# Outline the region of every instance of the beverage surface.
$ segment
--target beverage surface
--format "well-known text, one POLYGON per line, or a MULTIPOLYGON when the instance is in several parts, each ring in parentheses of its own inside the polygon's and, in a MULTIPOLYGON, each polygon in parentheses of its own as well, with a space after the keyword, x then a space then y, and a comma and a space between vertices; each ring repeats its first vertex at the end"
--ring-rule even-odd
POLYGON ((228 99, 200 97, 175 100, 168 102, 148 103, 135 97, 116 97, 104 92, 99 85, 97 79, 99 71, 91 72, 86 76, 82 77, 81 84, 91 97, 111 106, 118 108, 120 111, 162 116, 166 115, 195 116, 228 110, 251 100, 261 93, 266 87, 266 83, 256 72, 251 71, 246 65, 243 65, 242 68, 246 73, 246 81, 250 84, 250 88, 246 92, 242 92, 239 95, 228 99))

-*-*-

**What to work on:** Edit the items above so that every occurrence of "beverage surface" becomes "drink surface", keeping all other text the same.

**Answer to the task:**
# Outline the region of every instance of the drink surface.
$ segment
--target drink surface
--format "well-known text, one POLYGON per line, or a MULTIPOLYGON when the instance is in several parts, each ring in parentheses of its own inside the polygon's and, in a MULTIPOLYGON, each polygon in parentheses of its own as well, with a space after the keyword, x then a space then y, and a comma and a space between vertices; each ring repeats its first vertex at the end"
--ring-rule even-odd
POLYGON ((228 99, 200 97, 175 100, 168 102, 148 103, 135 97, 116 97, 104 92, 99 85, 97 79, 99 71, 91 72, 86 76, 82 77, 81 84, 91 97, 111 106, 118 108, 120 111, 162 116, 166 115, 195 116, 228 110, 251 100, 261 93, 266 87, 266 83, 256 72, 251 71, 246 65, 243 65, 242 68, 246 73, 246 81, 250 84, 250 88, 246 92, 242 92, 239 95, 228 99))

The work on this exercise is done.